→ **Exercise**
Quote every line of the entries below word for word, leaving out the pictures.

Recorded data:
━━━━

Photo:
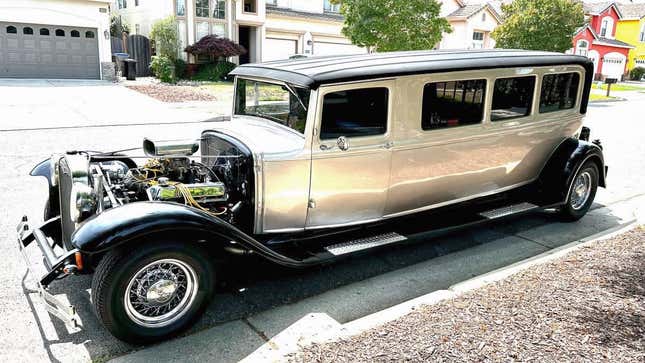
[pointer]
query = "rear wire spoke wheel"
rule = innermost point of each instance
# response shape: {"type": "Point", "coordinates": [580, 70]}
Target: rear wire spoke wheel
{"type": "Point", "coordinates": [153, 290]}
{"type": "Point", "coordinates": [581, 193]}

━━━━

→ **Correct answer**
Photo:
[pointer]
query = "rear wire spoke wheel"
rule = innermost point of each instance
# response shape: {"type": "Point", "coordinates": [580, 70]}
Target: rear wire spoke wheel
{"type": "Point", "coordinates": [153, 290]}
{"type": "Point", "coordinates": [581, 193]}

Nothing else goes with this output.